- _Work instruction_
Set down exactly each line of the entries below, beginning at the one that contains "Target: flower petal" and ending at the last, and no others.
========
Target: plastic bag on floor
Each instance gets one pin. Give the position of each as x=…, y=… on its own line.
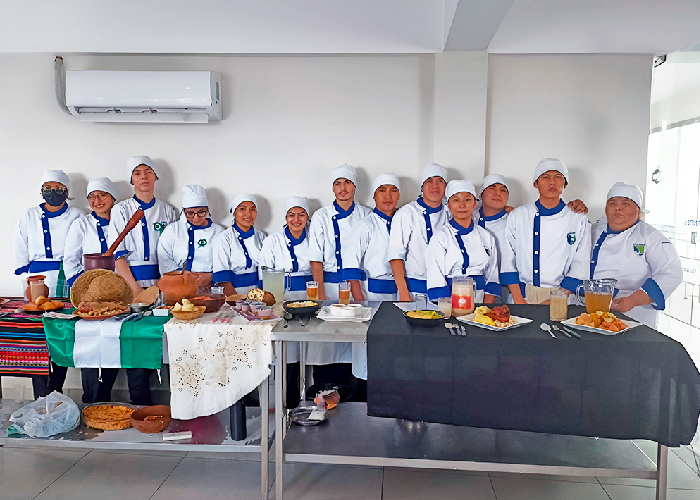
x=46, y=417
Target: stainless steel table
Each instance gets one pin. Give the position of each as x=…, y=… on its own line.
x=350, y=437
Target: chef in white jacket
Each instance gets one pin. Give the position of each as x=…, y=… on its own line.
x=137, y=256
x=641, y=259
x=237, y=250
x=412, y=228
x=39, y=243
x=462, y=248
x=288, y=249
x=550, y=242
x=365, y=254
x=328, y=232
x=189, y=240
x=40, y=234
x=88, y=234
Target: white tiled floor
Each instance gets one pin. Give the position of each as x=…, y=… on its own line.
x=41, y=474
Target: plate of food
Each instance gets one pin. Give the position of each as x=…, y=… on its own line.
x=95, y=311
x=497, y=319
x=424, y=318
x=42, y=305
x=302, y=307
x=600, y=322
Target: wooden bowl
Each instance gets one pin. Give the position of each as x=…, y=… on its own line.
x=151, y=426
x=188, y=315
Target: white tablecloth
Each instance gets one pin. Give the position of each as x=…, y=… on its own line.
x=213, y=365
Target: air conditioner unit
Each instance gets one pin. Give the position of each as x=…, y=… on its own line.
x=144, y=96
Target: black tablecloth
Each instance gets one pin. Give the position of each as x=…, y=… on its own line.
x=639, y=385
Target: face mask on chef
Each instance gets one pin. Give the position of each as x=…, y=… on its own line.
x=55, y=197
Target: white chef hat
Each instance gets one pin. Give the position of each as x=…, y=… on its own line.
x=492, y=179
x=630, y=191
x=102, y=184
x=194, y=195
x=296, y=201
x=454, y=187
x=384, y=179
x=135, y=161
x=548, y=164
x=344, y=172
x=241, y=198
x=55, y=176
x=432, y=170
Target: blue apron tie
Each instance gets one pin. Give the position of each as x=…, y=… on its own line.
x=101, y=222
x=45, y=216
x=540, y=210
x=144, y=227
x=462, y=231
x=336, y=230
x=426, y=215
x=291, y=243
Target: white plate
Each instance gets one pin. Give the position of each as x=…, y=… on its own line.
x=469, y=319
x=363, y=314
x=571, y=322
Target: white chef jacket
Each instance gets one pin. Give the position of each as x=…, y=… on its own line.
x=551, y=246
x=281, y=250
x=365, y=257
x=409, y=238
x=39, y=241
x=455, y=251
x=182, y=241
x=326, y=241
x=497, y=225
x=237, y=255
x=638, y=257
x=87, y=234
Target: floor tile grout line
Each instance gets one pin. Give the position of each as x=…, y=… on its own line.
x=64, y=473
x=601, y=485
x=170, y=474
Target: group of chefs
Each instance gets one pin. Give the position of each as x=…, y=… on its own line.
x=513, y=255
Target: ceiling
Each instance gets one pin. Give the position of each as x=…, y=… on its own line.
x=348, y=27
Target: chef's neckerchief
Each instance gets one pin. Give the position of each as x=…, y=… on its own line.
x=191, y=228
x=242, y=236
x=540, y=210
x=45, y=216
x=291, y=243
x=384, y=217
x=341, y=214
x=144, y=226
x=462, y=231
x=101, y=222
x=426, y=215
x=483, y=219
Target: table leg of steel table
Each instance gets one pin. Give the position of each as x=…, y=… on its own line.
x=264, y=435
x=279, y=423
x=661, y=471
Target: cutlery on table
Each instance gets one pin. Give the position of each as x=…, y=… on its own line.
x=545, y=327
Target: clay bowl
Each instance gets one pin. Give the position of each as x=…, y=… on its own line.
x=151, y=426
x=212, y=301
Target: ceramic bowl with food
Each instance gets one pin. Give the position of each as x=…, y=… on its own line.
x=212, y=301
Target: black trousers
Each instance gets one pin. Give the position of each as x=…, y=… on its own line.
x=44, y=385
x=95, y=391
x=139, y=385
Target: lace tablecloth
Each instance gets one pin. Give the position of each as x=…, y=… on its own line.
x=213, y=365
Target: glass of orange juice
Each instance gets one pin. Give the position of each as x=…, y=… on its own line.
x=344, y=292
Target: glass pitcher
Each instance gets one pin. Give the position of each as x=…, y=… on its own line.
x=462, y=295
x=598, y=294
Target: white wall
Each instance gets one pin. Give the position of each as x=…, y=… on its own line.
x=287, y=122
x=592, y=111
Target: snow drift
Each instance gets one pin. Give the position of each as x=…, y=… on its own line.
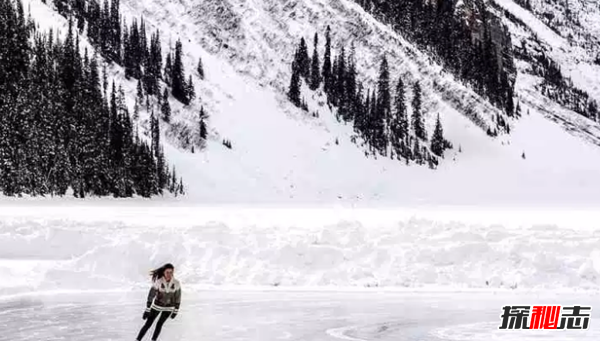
x=89, y=250
x=281, y=155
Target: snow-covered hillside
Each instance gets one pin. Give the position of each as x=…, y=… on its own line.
x=96, y=248
x=281, y=155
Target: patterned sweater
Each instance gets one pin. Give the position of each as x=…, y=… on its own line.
x=164, y=296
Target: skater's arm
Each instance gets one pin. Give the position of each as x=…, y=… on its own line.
x=177, y=300
x=151, y=295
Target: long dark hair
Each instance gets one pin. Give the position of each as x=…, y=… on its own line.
x=160, y=272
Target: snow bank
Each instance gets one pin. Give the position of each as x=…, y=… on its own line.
x=92, y=252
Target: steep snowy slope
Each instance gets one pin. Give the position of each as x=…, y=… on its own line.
x=567, y=33
x=281, y=155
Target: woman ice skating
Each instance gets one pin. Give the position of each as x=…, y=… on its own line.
x=164, y=299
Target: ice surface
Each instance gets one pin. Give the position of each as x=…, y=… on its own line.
x=280, y=315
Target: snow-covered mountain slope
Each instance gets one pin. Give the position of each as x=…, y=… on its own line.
x=567, y=33
x=281, y=155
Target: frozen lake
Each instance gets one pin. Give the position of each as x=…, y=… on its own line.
x=283, y=315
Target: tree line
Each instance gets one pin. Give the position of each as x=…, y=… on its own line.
x=435, y=26
x=382, y=120
x=62, y=125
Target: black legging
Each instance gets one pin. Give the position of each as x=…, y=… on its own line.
x=153, y=314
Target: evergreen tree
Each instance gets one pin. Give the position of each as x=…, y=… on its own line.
x=383, y=110
x=179, y=84
x=202, y=128
x=165, y=108
x=315, y=71
x=294, y=89
x=401, y=112
x=438, y=143
x=327, y=61
x=304, y=60
x=191, y=92
x=417, y=118
x=200, y=69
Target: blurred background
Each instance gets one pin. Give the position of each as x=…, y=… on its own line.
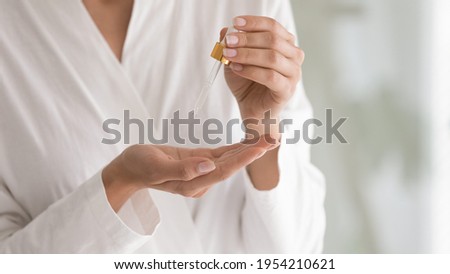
x=384, y=64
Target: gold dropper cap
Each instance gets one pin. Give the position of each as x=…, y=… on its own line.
x=217, y=54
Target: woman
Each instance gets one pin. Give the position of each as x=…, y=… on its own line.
x=67, y=66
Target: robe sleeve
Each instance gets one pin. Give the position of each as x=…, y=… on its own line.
x=81, y=222
x=289, y=218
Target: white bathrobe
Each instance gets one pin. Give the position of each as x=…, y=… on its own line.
x=59, y=81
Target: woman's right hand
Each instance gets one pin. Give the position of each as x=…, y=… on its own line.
x=188, y=172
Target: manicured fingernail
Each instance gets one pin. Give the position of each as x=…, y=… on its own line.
x=232, y=40
x=239, y=22
x=229, y=52
x=236, y=67
x=260, y=155
x=206, y=167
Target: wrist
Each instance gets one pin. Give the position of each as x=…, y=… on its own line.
x=267, y=123
x=119, y=185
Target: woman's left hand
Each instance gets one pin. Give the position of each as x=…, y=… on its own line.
x=265, y=68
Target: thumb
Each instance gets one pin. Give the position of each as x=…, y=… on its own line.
x=186, y=169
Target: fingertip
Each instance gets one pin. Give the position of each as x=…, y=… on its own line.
x=206, y=167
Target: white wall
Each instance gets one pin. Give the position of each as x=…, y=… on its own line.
x=438, y=73
x=365, y=59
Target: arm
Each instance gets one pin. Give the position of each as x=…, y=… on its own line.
x=284, y=193
x=87, y=220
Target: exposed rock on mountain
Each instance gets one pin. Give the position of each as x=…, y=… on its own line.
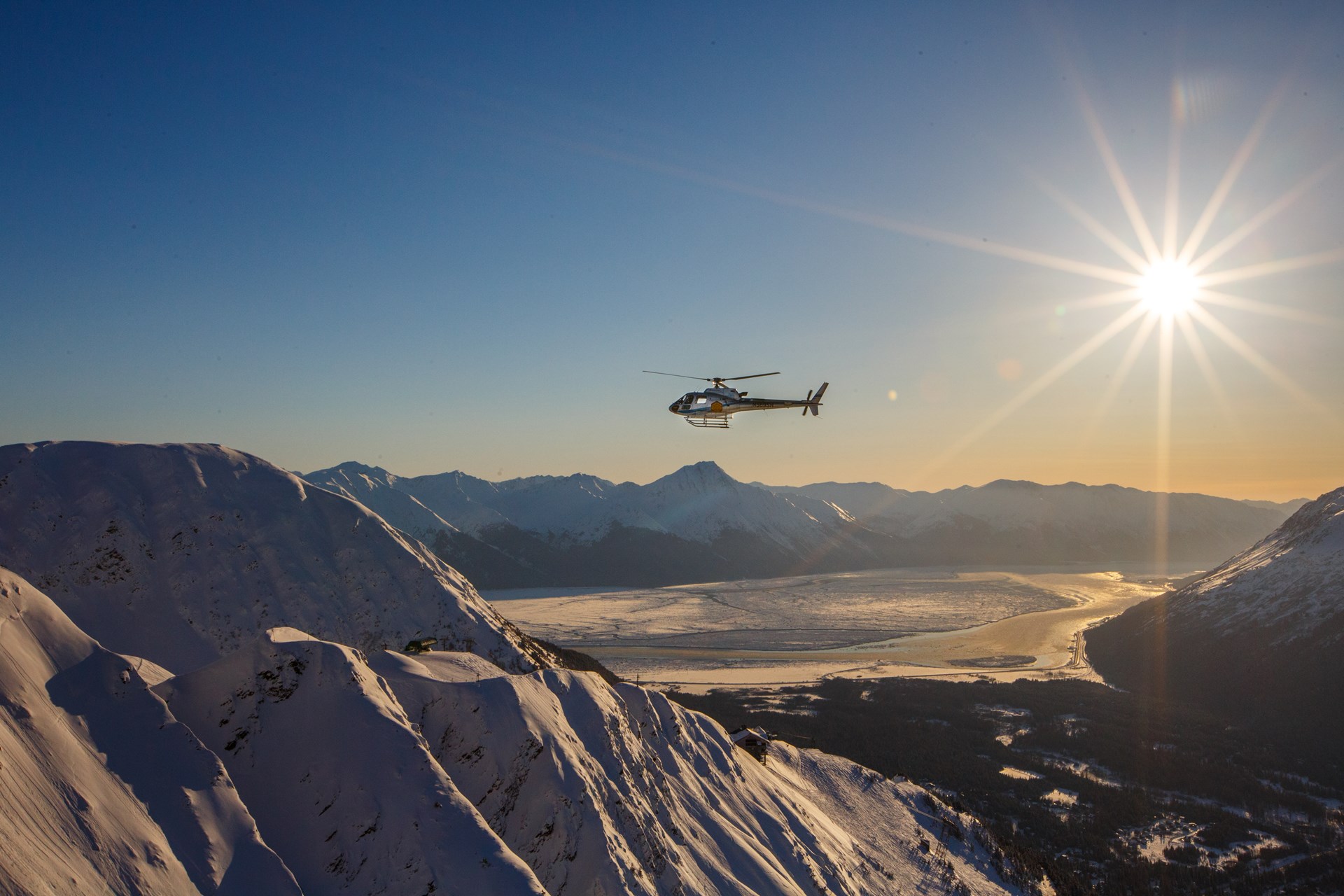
x=617, y=790
x=1014, y=522
x=183, y=552
x=699, y=524
x=1260, y=637
x=101, y=788
x=337, y=777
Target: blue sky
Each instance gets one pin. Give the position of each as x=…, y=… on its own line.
x=451, y=235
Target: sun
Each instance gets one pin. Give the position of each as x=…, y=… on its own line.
x=1168, y=288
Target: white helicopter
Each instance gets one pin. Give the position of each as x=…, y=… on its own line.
x=713, y=407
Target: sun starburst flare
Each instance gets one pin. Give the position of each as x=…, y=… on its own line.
x=1170, y=290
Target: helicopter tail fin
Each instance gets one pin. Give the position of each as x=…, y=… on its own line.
x=815, y=400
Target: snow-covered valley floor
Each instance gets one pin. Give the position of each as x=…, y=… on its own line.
x=953, y=624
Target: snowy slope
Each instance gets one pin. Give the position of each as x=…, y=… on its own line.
x=1078, y=522
x=617, y=790
x=463, y=500
x=1259, y=638
x=183, y=552
x=699, y=501
x=695, y=503
x=1291, y=584
x=101, y=788
x=375, y=489
x=337, y=778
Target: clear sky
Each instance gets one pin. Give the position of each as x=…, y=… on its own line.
x=449, y=235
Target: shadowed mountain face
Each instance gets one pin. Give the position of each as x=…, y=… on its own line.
x=701, y=524
x=1261, y=637
x=185, y=552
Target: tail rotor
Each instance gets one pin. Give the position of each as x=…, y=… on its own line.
x=813, y=402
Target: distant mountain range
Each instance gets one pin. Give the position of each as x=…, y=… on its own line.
x=1261, y=637
x=239, y=755
x=153, y=548
x=701, y=524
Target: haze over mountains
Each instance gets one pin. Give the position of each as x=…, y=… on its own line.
x=701, y=524
x=265, y=761
x=1261, y=637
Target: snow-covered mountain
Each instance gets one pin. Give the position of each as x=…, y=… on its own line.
x=1261, y=636
x=185, y=552
x=101, y=789
x=336, y=776
x=286, y=762
x=1049, y=523
x=696, y=503
x=699, y=524
x=619, y=790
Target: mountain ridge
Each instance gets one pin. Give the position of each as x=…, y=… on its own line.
x=585, y=531
x=1260, y=638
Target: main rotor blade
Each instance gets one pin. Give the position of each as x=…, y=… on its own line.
x=682, y=375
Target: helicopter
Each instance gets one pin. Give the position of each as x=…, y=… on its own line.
x=711, y=407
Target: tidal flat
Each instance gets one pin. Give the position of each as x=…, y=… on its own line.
x=917, y=622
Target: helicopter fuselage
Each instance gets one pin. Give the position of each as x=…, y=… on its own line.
x=724, y=402
x=713, y=407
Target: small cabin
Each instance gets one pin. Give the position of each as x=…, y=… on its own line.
x=755, y=741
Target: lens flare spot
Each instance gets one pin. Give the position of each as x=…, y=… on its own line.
x=1168, y=288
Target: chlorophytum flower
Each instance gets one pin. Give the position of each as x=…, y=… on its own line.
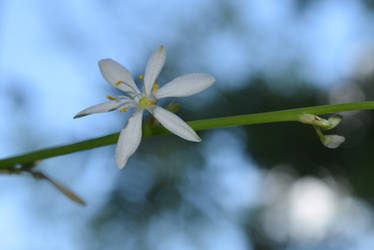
x=131, y=134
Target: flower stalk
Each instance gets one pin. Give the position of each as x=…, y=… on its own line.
x=207, y=124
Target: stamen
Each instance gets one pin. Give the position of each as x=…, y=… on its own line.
x=124, y=110
x=111, y=97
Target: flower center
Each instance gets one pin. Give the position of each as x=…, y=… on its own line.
x=144, y=102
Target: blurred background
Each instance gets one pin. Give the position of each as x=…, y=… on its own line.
x=268, y=186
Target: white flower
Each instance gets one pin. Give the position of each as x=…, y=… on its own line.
x=131, y=134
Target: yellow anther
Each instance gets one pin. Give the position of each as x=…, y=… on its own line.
x=155, y=87
x=111, y=97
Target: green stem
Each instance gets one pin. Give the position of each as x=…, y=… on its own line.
x=148, y=131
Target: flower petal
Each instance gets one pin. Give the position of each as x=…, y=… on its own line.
x=153, y=69
x=118, y=76
x=185, y=85
x=174, y=124
x=106, y=107
x=129, y=138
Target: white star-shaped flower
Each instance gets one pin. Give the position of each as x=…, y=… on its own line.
========
- _Answer box_
Target: flower petal
Each instance gets one pin. Give the position of each as x=…, y=… on its own line.
x=153, y=69
x=118, y=76
x=185, y=85
x=174, y=124
x=106, y=107
x=129, y=138
Target: white star-shaped flower
Each instance gets one pin. Give the position of each as x=…, y=… on its own line.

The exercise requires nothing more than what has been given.